Excerpts of pointing data:
********************

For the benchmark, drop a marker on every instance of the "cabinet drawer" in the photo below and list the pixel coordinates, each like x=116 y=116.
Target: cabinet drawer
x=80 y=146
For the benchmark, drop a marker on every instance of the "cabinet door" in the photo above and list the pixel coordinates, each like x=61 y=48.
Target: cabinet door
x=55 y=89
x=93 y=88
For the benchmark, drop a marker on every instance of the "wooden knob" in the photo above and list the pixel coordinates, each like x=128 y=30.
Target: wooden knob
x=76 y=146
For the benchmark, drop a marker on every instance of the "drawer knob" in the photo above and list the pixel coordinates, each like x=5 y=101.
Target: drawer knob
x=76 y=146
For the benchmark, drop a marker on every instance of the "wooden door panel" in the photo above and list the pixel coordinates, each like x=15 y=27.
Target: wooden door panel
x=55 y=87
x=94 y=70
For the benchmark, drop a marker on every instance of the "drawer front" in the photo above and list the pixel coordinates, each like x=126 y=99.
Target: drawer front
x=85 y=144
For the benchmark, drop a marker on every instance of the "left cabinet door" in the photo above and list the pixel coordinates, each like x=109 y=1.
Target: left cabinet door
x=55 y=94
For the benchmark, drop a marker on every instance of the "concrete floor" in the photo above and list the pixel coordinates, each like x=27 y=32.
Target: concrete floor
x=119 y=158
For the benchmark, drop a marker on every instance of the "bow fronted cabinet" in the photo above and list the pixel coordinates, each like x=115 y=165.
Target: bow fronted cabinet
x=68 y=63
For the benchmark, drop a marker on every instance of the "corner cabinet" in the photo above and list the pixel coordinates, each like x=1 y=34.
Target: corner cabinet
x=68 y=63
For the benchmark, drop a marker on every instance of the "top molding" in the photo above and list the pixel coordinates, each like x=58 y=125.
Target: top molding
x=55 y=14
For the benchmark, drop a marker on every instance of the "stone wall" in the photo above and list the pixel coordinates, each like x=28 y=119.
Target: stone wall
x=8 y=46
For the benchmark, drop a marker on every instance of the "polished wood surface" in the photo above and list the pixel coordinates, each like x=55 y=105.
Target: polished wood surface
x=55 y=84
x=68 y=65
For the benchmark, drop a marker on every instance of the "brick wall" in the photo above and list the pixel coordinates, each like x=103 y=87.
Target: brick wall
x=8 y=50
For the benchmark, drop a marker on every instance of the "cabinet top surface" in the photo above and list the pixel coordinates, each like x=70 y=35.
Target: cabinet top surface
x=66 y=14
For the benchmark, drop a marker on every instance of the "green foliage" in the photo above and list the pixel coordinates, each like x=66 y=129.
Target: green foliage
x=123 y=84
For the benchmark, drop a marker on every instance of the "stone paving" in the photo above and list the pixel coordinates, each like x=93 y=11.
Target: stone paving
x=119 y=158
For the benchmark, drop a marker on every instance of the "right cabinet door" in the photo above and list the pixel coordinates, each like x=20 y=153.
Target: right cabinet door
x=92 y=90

********************

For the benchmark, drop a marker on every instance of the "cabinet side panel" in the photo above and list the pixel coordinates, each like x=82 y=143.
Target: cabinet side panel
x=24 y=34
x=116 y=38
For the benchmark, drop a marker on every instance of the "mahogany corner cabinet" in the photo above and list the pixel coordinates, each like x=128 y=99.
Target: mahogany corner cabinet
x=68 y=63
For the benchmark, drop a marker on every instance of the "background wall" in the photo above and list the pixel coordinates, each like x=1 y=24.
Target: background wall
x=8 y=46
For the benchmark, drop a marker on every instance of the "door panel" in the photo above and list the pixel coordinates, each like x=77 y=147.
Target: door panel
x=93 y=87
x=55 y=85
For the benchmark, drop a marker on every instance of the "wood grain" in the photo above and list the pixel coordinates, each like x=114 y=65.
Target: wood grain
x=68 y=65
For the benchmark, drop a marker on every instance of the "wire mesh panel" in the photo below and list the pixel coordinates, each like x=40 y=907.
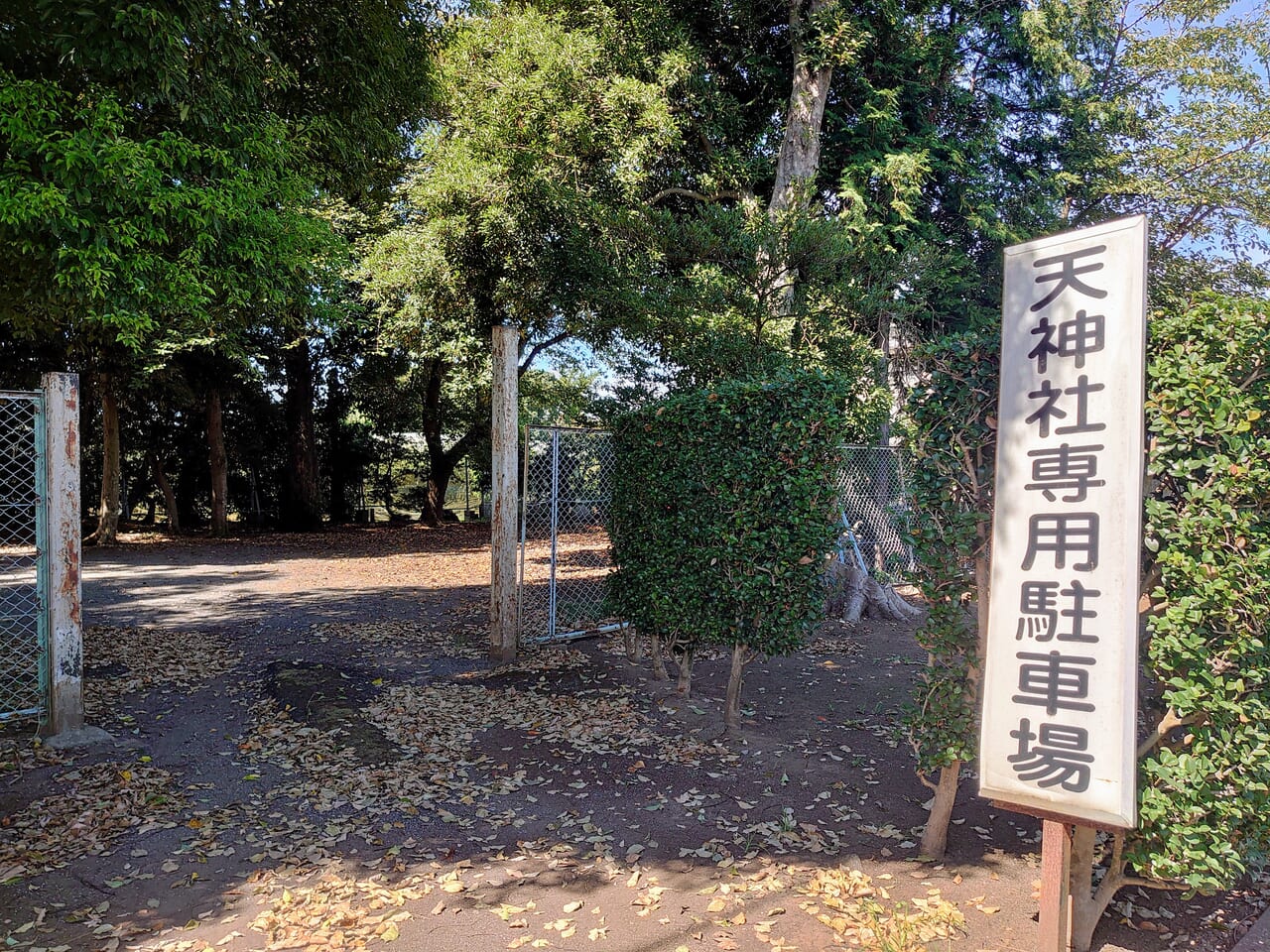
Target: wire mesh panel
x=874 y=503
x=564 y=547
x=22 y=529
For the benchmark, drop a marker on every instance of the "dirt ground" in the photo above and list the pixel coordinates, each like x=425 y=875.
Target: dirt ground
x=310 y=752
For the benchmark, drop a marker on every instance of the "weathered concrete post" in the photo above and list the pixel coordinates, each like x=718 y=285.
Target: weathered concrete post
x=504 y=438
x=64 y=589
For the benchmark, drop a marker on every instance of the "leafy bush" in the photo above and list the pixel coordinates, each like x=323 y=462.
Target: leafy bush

********************

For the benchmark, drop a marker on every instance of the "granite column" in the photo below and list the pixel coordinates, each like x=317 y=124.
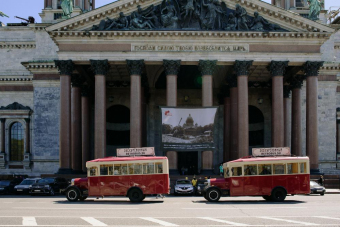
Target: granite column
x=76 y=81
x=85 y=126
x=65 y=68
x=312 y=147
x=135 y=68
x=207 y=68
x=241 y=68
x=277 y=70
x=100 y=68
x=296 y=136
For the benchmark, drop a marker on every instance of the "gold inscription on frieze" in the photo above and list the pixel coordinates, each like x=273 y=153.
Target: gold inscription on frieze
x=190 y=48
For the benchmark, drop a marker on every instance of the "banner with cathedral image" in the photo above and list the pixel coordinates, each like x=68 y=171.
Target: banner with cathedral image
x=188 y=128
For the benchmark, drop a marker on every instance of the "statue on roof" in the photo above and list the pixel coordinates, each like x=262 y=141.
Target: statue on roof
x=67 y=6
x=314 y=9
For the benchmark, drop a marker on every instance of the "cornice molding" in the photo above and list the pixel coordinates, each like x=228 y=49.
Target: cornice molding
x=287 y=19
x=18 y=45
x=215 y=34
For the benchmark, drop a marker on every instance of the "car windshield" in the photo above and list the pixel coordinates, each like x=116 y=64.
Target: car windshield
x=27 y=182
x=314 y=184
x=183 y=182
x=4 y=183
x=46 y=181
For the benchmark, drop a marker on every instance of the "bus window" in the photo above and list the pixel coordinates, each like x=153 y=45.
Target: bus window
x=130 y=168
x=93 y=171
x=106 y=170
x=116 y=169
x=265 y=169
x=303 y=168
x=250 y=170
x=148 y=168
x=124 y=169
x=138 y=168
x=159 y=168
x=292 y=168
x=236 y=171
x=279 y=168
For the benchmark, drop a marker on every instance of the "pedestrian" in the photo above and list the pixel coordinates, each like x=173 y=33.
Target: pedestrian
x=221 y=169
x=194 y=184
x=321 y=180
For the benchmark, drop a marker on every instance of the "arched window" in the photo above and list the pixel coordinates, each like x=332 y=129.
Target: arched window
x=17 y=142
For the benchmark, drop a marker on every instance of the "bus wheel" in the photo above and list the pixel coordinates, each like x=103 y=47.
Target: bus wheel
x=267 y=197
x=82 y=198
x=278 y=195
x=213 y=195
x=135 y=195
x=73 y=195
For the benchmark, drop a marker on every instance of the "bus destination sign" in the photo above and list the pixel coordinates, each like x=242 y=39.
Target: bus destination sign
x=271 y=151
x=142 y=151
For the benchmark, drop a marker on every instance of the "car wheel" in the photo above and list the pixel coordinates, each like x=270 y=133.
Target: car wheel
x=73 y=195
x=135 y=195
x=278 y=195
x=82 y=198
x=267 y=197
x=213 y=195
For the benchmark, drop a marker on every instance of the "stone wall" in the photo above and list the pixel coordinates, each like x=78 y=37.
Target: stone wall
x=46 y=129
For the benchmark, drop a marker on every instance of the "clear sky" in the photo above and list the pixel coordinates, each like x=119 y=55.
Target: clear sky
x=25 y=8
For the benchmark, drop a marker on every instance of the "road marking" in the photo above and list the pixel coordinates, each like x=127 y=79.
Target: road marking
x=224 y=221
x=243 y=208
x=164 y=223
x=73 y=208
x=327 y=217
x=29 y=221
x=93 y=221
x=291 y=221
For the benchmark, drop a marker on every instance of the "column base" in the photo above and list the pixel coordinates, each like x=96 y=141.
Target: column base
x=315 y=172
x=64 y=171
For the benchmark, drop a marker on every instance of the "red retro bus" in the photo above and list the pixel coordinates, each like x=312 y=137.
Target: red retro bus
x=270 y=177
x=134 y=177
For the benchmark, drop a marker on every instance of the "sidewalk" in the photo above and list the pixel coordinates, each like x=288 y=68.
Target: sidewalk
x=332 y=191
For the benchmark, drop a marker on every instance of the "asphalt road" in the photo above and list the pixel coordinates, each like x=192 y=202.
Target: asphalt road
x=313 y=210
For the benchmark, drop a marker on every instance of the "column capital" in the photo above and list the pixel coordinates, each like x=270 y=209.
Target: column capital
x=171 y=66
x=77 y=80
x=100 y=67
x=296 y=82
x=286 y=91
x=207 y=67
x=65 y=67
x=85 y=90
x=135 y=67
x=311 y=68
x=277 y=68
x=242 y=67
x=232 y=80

********************

TASK OBJECTIVE: List every line in the rows that contains the word "inscription", matching case exactly.

OUTPUT OF THE EXERCISE:
For the benchmark, drop a marker on every instance of the "gold inscription on frieze" in the photo above and list the pixel coordinates, each like x=273 y=153.
Target: gold inscription on frieze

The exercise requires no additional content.